Cuando por algún motivo los papás le dicen que no puede hacer algo o se niegan a su deseo, la intempestiva reacción de Tamara es violenta; golpea con fuerza la cabeza contra el piso, una silla, la pared, o cualquier cosa que esté a su alcance.
El “no” no alcanza a evitar el golpe: conmueve el ruido siniestro de la cabeza, la frente, la nuca o las orejas contra una superficie dura. Rápidamente, la toman, la sostienen y evitan la situación. Muchas veces le dan lo que quiere (por ejemplo, un juguete, la mamadera, una golosina, sentarse arriba de la mesa) y otras la contienen (en brazos, a upa, provocándole otra postura) hasta que logran calmarla o, con el paso del tiempo, la reacción se le pasa…
En varias entrevistas con los padres surge el tema de los límites. La mamá cuenta que, luego del destete, Tamara continúa buscando y tocándole el pecho en distintas circunstancias. Y que ella duda entre dejarla o no, pero finalmente cede.

(Datos para señalar regiones)
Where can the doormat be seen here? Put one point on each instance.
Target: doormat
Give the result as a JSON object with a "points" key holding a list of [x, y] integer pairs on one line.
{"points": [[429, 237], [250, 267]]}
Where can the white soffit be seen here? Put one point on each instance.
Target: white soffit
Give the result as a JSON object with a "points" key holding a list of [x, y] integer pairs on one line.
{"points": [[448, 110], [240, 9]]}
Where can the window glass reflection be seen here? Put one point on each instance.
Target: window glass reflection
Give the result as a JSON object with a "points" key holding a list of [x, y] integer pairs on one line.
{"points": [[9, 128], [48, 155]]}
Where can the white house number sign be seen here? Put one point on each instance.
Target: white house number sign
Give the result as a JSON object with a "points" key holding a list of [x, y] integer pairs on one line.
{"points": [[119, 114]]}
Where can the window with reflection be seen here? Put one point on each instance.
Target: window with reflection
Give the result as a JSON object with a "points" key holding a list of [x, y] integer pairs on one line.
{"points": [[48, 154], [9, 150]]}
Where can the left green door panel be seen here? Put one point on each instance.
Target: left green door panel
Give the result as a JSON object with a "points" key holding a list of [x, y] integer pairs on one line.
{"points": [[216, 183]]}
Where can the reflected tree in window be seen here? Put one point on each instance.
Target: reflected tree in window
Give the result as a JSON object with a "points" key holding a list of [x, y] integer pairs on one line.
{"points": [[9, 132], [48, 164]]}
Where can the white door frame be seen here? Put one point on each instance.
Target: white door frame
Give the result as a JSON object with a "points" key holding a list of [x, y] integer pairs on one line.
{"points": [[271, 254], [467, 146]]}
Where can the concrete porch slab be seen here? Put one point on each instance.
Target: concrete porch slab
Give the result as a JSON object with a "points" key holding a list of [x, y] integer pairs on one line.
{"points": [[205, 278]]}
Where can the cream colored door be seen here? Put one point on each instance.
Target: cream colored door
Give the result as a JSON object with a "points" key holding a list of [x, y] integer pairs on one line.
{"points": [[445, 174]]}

== ACTIVIDAD ==
Reescribe el tramo del pasaje de origen que empieza en "Cuando por algún" y acaba tras "a su alcance.", y sustituye "la pared" por "la puerta".

== RESULTADO ==
Cuando por algún motivo los papás le dicen que no puede hacer algo o se niegan a su deseo, la intempestiva reacción de Tamara es violenta; golpea con fuerza la cabeza contra el piso, una silla, la puerta, o cualquier cosa que esté a su alcance.